(Entradas da coleção)
▶

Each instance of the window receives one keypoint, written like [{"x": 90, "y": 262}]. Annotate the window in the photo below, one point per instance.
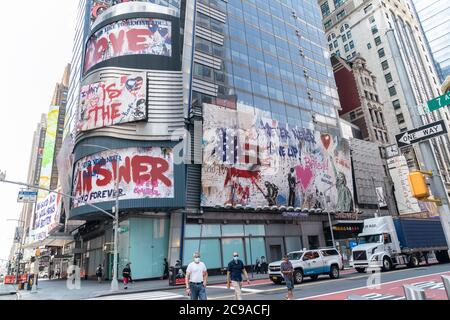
[
  {"x": 368, "y": 8},
  {"x": 340, "y": 15},
  {"x": 392, "y": 91},
  {"x": 388, "y": 77},
  {"x": 378, "y": 41},
  {"x": 396, "y": 104},
  {"x": 325, "y": 9}
]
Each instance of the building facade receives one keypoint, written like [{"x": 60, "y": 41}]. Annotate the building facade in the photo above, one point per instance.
[
  {"x": 434, "y": 17},
  {"x": 174, "y": 96},
  {"x": 396, "y": 53},
  {"x": 358, "y": 94}
]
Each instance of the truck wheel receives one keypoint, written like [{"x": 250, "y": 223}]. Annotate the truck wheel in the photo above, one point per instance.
[
  {"x": 334, "y": 272},
  {"x": 413, "y": 261},
  {"x": 298, "y": 276},
  {"x": 387, "y": 264}
]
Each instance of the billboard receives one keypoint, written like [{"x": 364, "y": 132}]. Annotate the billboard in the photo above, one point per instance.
[
  {"x": 113, "y": 101},
  {"x": 100, "y": 6},
  {"x": 252, "y": 160},
  {"x": 144, "y": 173},
  {"x": 49, "y": 151},
  {"x": 46, "y": 216},
  {"x": 137, "y": 36}
]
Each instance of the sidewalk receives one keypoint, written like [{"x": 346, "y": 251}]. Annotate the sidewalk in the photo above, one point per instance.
[{"x": 57, "y": 289}]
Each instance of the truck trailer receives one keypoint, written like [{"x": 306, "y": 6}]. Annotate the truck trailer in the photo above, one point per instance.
[{"x": 386, "y": 242}]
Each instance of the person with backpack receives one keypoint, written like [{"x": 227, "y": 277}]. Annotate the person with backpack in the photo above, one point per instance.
[
  {"x": 126, "y": 273},
  {"x": 99, "y": 273}
]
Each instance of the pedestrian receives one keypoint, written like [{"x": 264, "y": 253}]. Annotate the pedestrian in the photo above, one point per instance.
[
  {"x": 126, "y": 273},
  {"x": 166, "y": 269},
  {"x": 196, "y": 279},
  {"x": 234, "y": 274},
  {"x": 99, "y": 273},
  {"x": 287, "y": 270},
  {"x": 264, "y": 264}
]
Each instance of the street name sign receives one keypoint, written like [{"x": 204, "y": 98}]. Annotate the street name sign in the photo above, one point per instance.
[
  {"x": 420, "y": 134},
  {"x": 439, "y": 102}
]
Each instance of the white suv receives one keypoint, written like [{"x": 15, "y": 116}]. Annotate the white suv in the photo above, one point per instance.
[{"x": 309, "y": 263}]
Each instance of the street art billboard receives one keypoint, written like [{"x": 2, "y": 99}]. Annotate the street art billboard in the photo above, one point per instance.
[
  {"x": 100, "y": 6},
  {"x": 135, "y": 36},
  {"x": 46, "y": 216},
  {"x": 255, "y": 161},
  {"x": 113, "y": 101},
  {"x": 49, "y": 151},
  {"x": 144, "y": 173}
]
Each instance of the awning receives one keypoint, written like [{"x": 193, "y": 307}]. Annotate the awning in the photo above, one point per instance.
[{"x": 51, "y": 241}]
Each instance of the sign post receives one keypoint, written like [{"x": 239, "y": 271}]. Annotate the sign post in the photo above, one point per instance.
[{"x": 423, "y": 133}]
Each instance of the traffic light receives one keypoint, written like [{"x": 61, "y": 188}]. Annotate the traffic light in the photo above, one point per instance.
[{"x": 419, "y": 186}]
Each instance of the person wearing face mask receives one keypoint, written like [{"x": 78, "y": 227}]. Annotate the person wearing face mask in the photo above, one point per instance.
[
  {"x": 234, "y": 274},
  {"x": 196, "y": 279}
]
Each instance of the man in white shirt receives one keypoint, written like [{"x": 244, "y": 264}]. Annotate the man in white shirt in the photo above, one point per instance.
[{"x": 196, "y": 279}]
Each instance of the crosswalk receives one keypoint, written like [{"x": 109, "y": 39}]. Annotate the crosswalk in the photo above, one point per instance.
[{"x": 155, "y": 295}]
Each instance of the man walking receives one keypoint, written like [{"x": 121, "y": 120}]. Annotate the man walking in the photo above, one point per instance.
[
  {"x": 234, "y": 273},
  {"x": 196, "y": 278},
  {"x": 287, "y": 270}
]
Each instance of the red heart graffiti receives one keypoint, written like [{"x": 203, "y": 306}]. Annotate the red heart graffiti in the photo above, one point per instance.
[
  {"x": 305, "y": 175},
  {"x": 326, "y": 140}
]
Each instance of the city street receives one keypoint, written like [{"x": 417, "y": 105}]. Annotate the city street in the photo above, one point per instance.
[{"x": 427, "y": 277}]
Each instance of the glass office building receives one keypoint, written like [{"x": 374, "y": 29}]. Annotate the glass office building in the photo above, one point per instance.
[{"x": 434, "y": 16}]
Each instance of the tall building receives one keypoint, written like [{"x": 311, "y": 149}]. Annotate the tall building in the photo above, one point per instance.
[
  {"x": 358, "y": 94},
  {"x": 252, "y": 82},
  {"x": 388, "y": 35},
  {"x": 434, "y": 17}
]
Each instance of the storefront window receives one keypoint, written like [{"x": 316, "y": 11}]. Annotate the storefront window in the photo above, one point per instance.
[
  {"x": 255, "y": 251},
  {"x": 255, "y": 230},
  {"x": 229, "y": 246},
  {"x": 230, "y": 230}
]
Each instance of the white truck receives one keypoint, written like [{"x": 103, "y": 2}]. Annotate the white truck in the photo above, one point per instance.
[
  {"x": 309, "y": 263},
  {"x": 387, "y": 242}
]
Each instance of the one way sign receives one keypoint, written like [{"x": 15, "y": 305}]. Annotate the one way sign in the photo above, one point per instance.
[{"x": 423, "y": 133}]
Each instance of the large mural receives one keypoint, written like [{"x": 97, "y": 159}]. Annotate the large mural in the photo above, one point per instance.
[
  {"x": 252, "y": 160},
  {"x": 143, "y": 173},
  {"x": 129, "y": 37},
  {"x": 113, "y": 101}
]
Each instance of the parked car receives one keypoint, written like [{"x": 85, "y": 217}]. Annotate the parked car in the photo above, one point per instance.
[{"x": 309, "y": 263}]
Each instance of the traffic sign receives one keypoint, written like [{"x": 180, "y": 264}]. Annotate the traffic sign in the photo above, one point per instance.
[
  {"x": 420, "y": 134},
  {"x": 27, "y": 196},
  {"x": 439, "y": 102}
]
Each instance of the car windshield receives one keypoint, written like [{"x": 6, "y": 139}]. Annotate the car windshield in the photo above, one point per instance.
[
  {"x": 295, "y": 255},
  {"x": 373, "y": 238}
]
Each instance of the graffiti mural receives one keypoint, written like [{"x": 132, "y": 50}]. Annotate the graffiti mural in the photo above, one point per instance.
[
  {"x": 113, "y": 101},
  {"x": 143, "y": 173},
  {"x": 129, "y": 37},
  {"x": 253, "y": 160},
  {"x": 100, "y": 6}
]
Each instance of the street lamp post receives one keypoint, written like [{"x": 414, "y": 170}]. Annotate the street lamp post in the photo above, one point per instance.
[{"x": 114, "y": 281}]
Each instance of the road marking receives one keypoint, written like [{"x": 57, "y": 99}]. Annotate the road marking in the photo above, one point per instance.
[
  {"x": 156, "y": 295},
  {"x": 384, "y": 283},
  {"x": 243, "y": 289}
]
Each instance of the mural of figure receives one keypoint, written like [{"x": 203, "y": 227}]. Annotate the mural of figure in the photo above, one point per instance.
[
  {"x": 344, "y": 195},
  {"x": 292, "y": 182},
  {"x": 272, "y": 193}
]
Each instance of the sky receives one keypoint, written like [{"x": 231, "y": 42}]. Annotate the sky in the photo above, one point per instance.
[{"x": 36, "y": 46}]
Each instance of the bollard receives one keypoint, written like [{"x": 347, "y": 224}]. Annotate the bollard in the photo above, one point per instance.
[
  {"x": 356, "y": 297},
  {"x": 446, "y": 281},
  {"x": 414, "y": 293}
]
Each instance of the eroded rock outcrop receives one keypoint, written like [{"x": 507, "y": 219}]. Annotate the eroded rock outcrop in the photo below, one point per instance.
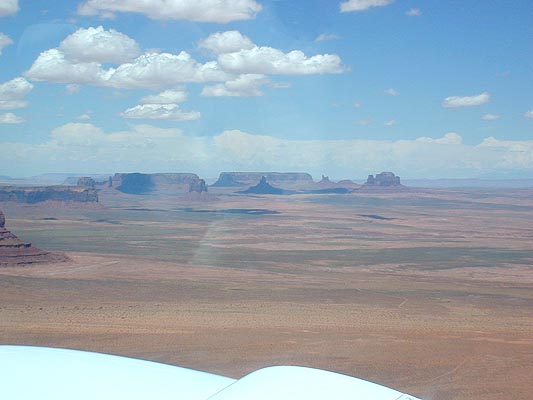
[
  {"x": 198, "y": 192},
  {"x": 86, "y": 181},
  {"x": 383, "y": 179},
  {"x": 263, "y": 187},
  {"x": 281, "y": 179},
  {"x": 14, "y": 251},
  {"x": 48, "y": 193},
  {"x": 138, "y": 183}
]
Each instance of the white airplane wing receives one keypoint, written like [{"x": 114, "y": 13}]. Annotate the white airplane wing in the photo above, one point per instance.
[{"x": 59, "y": 374}]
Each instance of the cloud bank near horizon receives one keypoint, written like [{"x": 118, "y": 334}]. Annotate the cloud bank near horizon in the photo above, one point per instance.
[{"x": 75, "y": 147}]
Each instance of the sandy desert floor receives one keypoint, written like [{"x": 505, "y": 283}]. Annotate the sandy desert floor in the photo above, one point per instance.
[{"x": 430, "y": 292}]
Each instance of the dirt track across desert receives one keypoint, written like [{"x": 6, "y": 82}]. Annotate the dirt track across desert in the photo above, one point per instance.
[{"x": 431, "y": 295}]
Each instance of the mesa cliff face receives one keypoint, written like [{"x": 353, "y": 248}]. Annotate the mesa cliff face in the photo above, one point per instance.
[
  {"x": 137, "y": 183},
  {"x": 383, "y": 179},
  {"x": 263, "y": 187},
  {"x": 232, "y": 179},
  {"x": 14, "y": 251},
  {"x": 48, "y": 193}
]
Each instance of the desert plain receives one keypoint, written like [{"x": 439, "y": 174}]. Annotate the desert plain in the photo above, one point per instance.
[{"x": 426, "y": 291}]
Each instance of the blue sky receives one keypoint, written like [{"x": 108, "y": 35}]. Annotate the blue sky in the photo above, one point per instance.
[{"x": 428, "y": 89}]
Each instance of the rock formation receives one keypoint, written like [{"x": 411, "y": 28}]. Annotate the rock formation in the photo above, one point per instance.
[
  {"x": 137, "y": 183},
  {"x": 14, "y": 251},
  {"x": 384, "y": 179},
  {"x": 31, "y": 195},
  {"x": 263, "y": 187},
  {"x": 86, "y": 181},
  {"x": 198, "y": 186},
  {"x": 198, "y": 192},
  {"x": 282, "y": 179}
]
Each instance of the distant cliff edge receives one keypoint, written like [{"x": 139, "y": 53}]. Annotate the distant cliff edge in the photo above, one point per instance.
[
  {"x": 138, "y": 183},
  {"x": 38, "y": 194},
  {"x": 232, "y": 179}
]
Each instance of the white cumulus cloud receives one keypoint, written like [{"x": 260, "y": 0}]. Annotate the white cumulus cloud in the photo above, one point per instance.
[
  {"x": 414, "y": 12},
  {"x": 10, "y": 118},
  {"x": 8, "y": 7},
  {"x": 99, "y": 45},
  {"x": 171, "y": 96},
  {"x": 221, "y": 11},
  {"x": 243, "y": 85},
  {"x": 53, "y": 66},
  {"x": 267, "y": 60},
  {"x": 326, "y": 36},
  {"x": 391, "y": 92},
  {"x": 160, "y": 112},
  {"x": 4, "y": 41},
  {"x": 362, "y": 5},
  {"x": 448, "y": 138},
  {"x": 226, "y": 42},
  {"x": 466, "y": 101},
  {"x": 13, "y": 92},
  {"x": 490, "y": 117},
  {"x": 154, "y": 70}
]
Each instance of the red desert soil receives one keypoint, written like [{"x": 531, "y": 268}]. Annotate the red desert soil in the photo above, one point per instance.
[
  {"x": 429, "y": 292},
  {"x": 438, "y": 338}
]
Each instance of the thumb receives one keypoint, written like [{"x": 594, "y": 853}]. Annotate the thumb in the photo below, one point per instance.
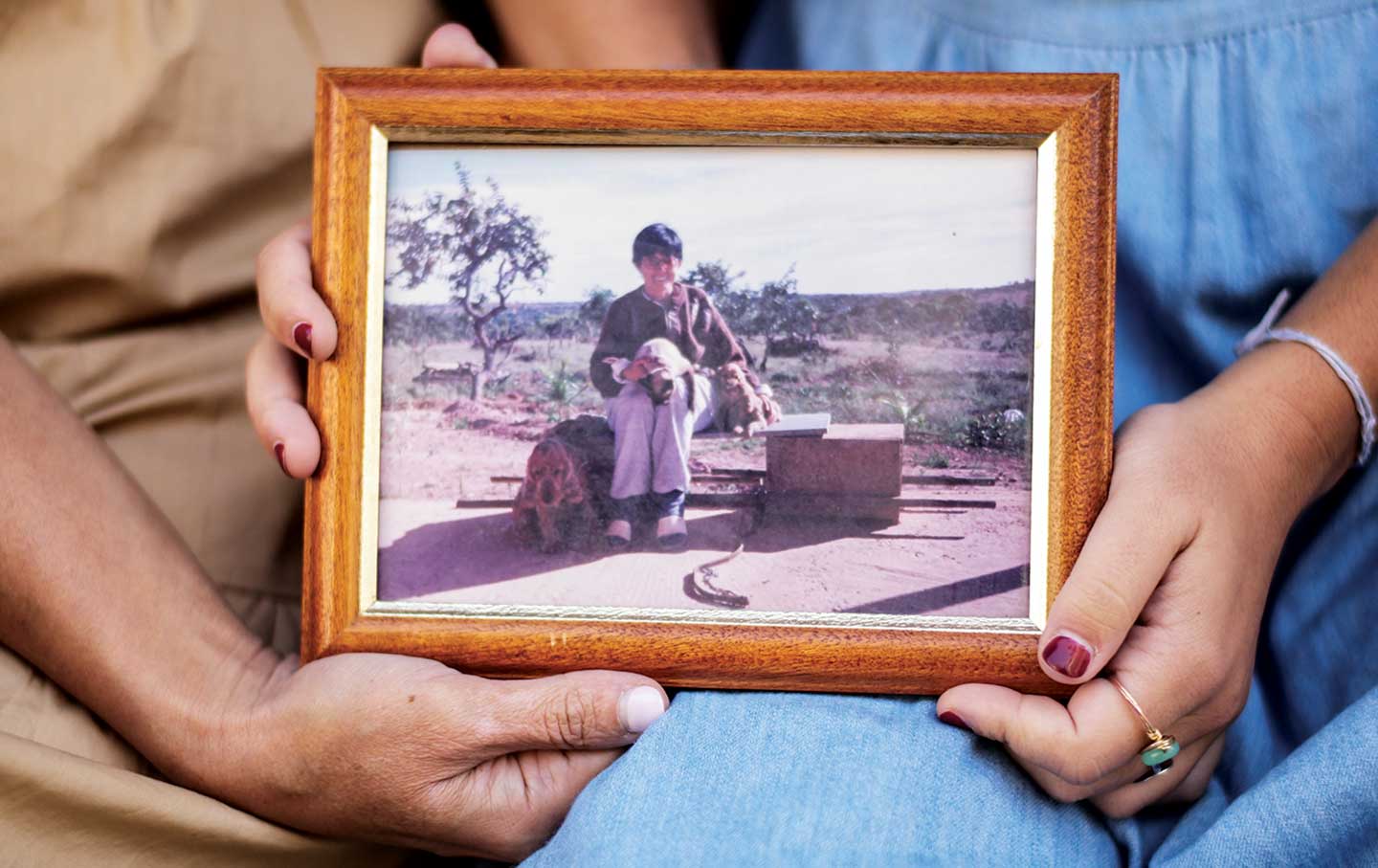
[
  {"x": 1124, "y": 557},
  {"x": 572, "y": 711},
  {"x": 453, "y": 46}
]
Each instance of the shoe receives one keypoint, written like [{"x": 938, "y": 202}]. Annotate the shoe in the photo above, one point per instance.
[
  {"x": 672, "y": 533},
  {"x": 617, "y": 533}
]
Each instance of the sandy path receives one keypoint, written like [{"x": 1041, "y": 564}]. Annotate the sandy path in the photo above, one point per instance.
[{"x": 939, "y": 563}]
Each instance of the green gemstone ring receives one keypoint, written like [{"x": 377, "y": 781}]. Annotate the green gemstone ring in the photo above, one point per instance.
[{"x": 1161, "y": 748}]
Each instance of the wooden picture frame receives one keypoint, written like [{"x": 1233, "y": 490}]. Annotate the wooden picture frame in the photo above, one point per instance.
[{"x": 1068, "y": 119}]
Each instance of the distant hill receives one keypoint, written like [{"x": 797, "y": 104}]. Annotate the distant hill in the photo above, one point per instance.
[{"x": 917, "y": 313}]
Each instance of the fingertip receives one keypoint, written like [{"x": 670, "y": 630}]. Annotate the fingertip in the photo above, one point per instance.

◀

=== O que fazer ===
Formate como tabela Markdown o trecho do material que vai da linha que contém "Each instance of the shoe" até o fim do material, com as colunas "Nº" e "Linha". Numere cada linha e deixe de fora as linhas em branco.

=== Resultado do exercício ===
| Nº | Linha |
|---|---|
| 1 | Each instance of the shoe receives one keypoint, written like [{"x": 938, "y": 202}]. Annotate the shoe in the photo above, one point per instance. |
| 2 | [ |
| 3 |   {"x": 672, "y": 533}, |
| 4 |   {"x": 617, "y": 533} |
| 5 | ] |
| 6 | Each instance of the sandy path receives one keypoint, written like [{"x": 1041, "y": 564}]. Annotate the sandy path in the photo above, one point per instance. |
| 7 | [{"x": 939, "y": 563}] |
| 8 | Each instance of the green gemstone ring receives one keypoint, written like [{"x": 377, "y": 781}]. Annotate the green gemstone ring in the photo above, one point per instance. |
| 9 | [{"x": 1161, "y": 748}] |
| 10 | Each instance of the wooden picture frame receives one keypoint, written like [{"x": 1233, "y": 490}]. Annotate the wooden picture frame in the photo above, one point per instance. |
| 11 | [{"x": 1068, "y": 119}] |
| 12 | Each instance of the distant hill receives one keypoint, written like [{"x": 797, "y": 104}]. Annotate the distant hill in the photo above, one point per instance. |
| 13 | [{"x": 917, "y": 313}] |
| 14 | Each instance of the fingertip receives one keypoint, written like [{"x": 670, "y": 630}]. Annotate the fingertip in the photo above, one point per instance. |